_Required work:_
Return the complete proof excerpt below verbatim, with every formula character for character.

_Text section:_
Using (5) and (7), we have

$$\begin{aligned} \sigma\bigl(x^+, s^+; \mu\bigr) :=& \bigg\| \frac{x^+s^+}{\mu}-e \bigg\| = \|d_xd_s\| \\ \leq&\frac{1}{2} \bigl(\|d_x\|^2+ \|d_s\|^2 \bigr)=\frac{1}{2} \bigl( \|d_x+d_s\|^2-2d_x^Td_s \bigr) \\ =&\frac{1}{2} \bigl(\|v^{-1}-v\|^2-2d_x^Td_s \bigr) \\ \leq&\frac{1}{2} \biggl(\frac{1}{v_{\min}^2}\|e-v^2 \|^2+2\kappa\frac{\sigma^2}{1-\sigma} \biggr) \\ \leq&(1+2\kappa)\frac{\sigma^2}{2(1-\sigma)}. \end{aligned}$$

This completes the second part of the proof of the lemma. As for the first part, we know that if \(\sigma<\frac{2}{1+\sqrt{3+4\kappa}}\), then

$$\begin{aligned} \|d_xd_s\|\leq(1+2\kappa)\frac{\sigma^2}{2(1-\sigma)}<1, \end{aligned}$$

which means that the new iterates are strictly feasible by Lemma 2.2. □

Corollary 2.1

If \(\sigma:=\sigma(x, s;\mu)\leq\frac{1}{1+\sqrt{3+4\kappa}}\), then

$$\begin{aligned} \sigma\bigl(x^+, s^+; \mu\bigr)\leq(\sqrt{1+2\kappa} \sigma)^2, \end{aligned}$$

which shows the quadratic convergence of the algorithm.

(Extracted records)

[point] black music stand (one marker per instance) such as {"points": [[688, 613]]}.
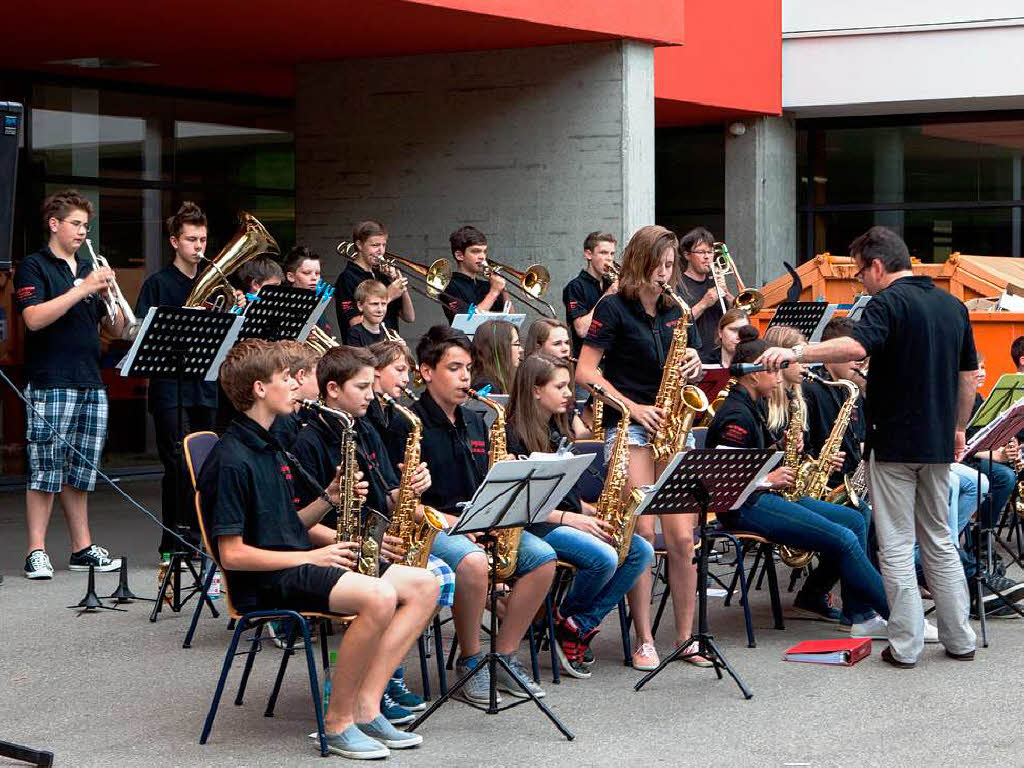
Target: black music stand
{"points": [[810, 317], [281, 312], [995, 433], [702, 481], [515, 494], [180, 343]]}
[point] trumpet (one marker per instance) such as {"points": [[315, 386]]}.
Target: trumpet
{"points": [[722, 264], [113, 298], [530, 284], [431, 281]]}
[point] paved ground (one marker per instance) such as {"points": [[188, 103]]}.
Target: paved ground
{"points": [[112, 689]]}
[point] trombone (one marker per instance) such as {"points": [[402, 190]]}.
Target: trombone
{"points": [[722, 264], [430, 281], [530, 285]]}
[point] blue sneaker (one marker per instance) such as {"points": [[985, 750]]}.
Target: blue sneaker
{"points": [[818, 606], [401, 695], [353, 743], [381, 730], [393, 712]]}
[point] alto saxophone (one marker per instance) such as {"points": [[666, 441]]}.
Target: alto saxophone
{"points": [[615, 510], [506, 540], [681, 402], [812, 477], [417, 536], [795, 558]]}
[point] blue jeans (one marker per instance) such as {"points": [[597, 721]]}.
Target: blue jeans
{"points": [[600, 583], [839, 534], [532, 551]]}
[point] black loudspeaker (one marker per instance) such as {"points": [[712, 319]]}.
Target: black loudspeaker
{"points": [[11, 116]]}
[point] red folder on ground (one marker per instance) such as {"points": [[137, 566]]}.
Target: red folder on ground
{"points": [[844, 651]]}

_Exercise answer:_
Using (5) and (7), we have

$$\begin{aligned} \sigma\bigl(x^+, s^+; \mu\bigr) :=& \bigg\| \frac{x^+s^+}{\mu}-e \bigg\| = \|d_xd_s\| \\ \leq&\frac{1}{2} \bigl(\|d_x\|^2+ \|d_s\|^2 \bigr)=\frac{1}{2} \bigl( \|d_x+d_s\|^2-2d_x^Td_s \bigr) \\ =&\frac{1}{2} \bigl(\|v^{-1}-v\|^2-2d_x^Td_s \bigr) \\ \leq&\frac{1}{2} \biggl(\frac{1}{v_{\min}^2}\|e-v^2 \|^2+2\kappa\frac{\sigma^2}{1-\sigma} \biggr) \\ \leq&(1+2\kappa)\frac{\sigma^2}{2(1-\sigma)}. \end{aligned}$$

This completes the second part of the proof of the lemma. As for the first part, we know that if \(\sigma<\frac{2}{1+\sqrt{3+4\kappa}}\), then

$$\begin{aligned} \|d_xd_s\|\leq(1+2\kappa)\frac{\sigma^2}{2(1-\sigma)}<1, \end{aligned}$$

which means that the new iterates are strictly feasible by Lemma 2.2. □

Corollary 2.1

If \(\sigma:=\sigma(x, s;\mu)\leq\frac{1}{1+\sqrt{3+4\kappa}}\), then

$$\begin{aligned} \sigma\bigl(x^+, s^+; \mu\bigr)\leq(\sqrt{1+2\kappa} \sigma)^2, \end{aligned}$$

which shows the quadratic convergence of the algorithm.